> [BRIEF]: Lay out the rows below as a two-column CSV with the columns "request" and "answer", one line per row. Put each row's full request text in the first field and its answer in the second, quoting both fields and replacing every line break with a space.

-- Start of DATASET ROWS --

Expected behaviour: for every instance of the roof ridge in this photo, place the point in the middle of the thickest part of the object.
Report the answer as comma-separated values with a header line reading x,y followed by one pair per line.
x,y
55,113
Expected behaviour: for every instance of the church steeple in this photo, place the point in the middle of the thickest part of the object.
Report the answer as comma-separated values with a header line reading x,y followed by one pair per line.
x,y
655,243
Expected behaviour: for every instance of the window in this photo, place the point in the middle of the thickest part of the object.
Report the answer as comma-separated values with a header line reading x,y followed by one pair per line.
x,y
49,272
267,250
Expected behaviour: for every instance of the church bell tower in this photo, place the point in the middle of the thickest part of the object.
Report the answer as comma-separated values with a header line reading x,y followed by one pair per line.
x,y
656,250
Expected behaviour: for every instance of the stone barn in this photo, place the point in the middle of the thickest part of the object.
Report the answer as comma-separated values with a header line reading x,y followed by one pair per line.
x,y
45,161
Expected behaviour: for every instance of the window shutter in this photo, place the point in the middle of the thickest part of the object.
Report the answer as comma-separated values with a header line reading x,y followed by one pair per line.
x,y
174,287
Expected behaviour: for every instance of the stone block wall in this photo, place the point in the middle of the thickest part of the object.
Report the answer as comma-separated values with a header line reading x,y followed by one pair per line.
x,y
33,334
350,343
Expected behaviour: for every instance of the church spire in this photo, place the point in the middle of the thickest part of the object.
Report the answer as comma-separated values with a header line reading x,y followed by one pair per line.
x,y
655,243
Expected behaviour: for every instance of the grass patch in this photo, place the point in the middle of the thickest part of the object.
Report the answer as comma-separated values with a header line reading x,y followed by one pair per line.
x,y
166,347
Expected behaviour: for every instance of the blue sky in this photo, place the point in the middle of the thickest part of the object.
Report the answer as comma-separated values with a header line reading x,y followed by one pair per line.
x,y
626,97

-- End of DATASET ROWS --

> [THE RESULT]:
request,answer
"Expected behaviour: for every instance of the roof ridge in this photo, place the point in the middle of the thickest part of the object. Report the answer as comma-separated values with a header line reading x,y followed by one pair per line.","x,y 55,113"
"Expected behaviour: for every instance of the church steeple in this photo, place the point in the middle of the thickest part of the object. Report the answer as comma-separated values with a header line reading x,y followed by one pair per line.","x,y 655,243"
"Expected behaviour: for every instance of the window in this photo, place the point in the middle of the thickest part of the object. Report the answer as comma-separated values with a header line reading x,y followed by one pair per line.","x,y 49,272 267,250"
"Expected behaviour: for every instance of the church bell tower in this photo, place the point in the middle of the thickest part of the object. Report the answer as comma-separated values with a header line reading x,y followed by one pair per line.","x,y 656,250"
"Expected behaviour: for every instance of the stone barn in this photo, place the point in the middle of the thickest part of the object. Report the answer as comma-separated values with a header line reading x,y followed by one pair per line.","x,y 45,161"
"Expected behaviour: for every instance of the window shutter in this photo, place the point in the middle of the thickest part of the object. Report the answer as comma-separated values with a header line reading x,y followed by one pair per line.","x,y 174,287"
"Expected behaviour: for every instance of the stone block wall in this photo, place the point in the middle of the thickest part of the object. Report the answer as comma-separated values with a header line reading x,y followed by one pair per line.","x,y 33,334 350,343"
"Expected behaviour: for every instance of the church spire in this photo, place the point in the middle of the thickest part of the object. Report the answer as comma-separated values with a header line reading x,y followed by one pair per line.","x,y 655,243"
"Expected behaviour: for every instance of the grass patch in this photo, place the point in the middle of the thickest part of the object. Report the answer as comma-separated values with a header line reading x,y followed by one pair per line.","x,y 166,347"
"Expected behaviour: for every instance of the blue sky in this photo, place the point in the middle of the thickest part of the object. Report the answer as comma-separated values with a header line reading x,y followed by one pair per line.","x,y 626,97"